### EXERCISE OBJECTIVE
Count how many lines in the rows below contain the string "column", treating uppercase and lowercase letters as different. Give only the number.

"""

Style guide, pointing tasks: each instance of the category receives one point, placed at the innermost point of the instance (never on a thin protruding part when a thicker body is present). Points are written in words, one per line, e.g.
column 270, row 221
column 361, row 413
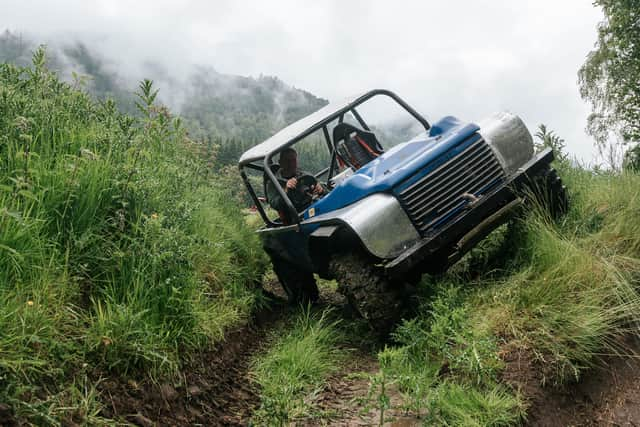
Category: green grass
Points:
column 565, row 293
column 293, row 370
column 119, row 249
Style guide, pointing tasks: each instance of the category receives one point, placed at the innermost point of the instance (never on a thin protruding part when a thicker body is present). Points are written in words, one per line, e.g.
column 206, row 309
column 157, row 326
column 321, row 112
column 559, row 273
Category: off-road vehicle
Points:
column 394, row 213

"""
"""

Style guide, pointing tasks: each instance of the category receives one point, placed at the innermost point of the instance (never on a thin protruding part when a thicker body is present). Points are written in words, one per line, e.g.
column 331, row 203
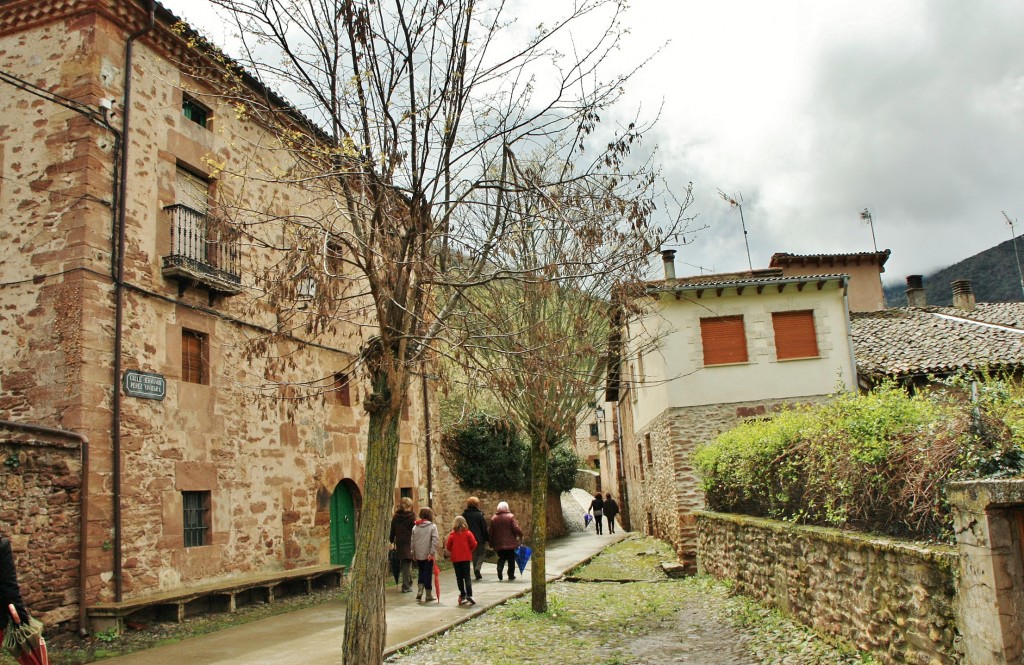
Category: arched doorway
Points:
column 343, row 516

"""

### THE COMPLETED TASK
12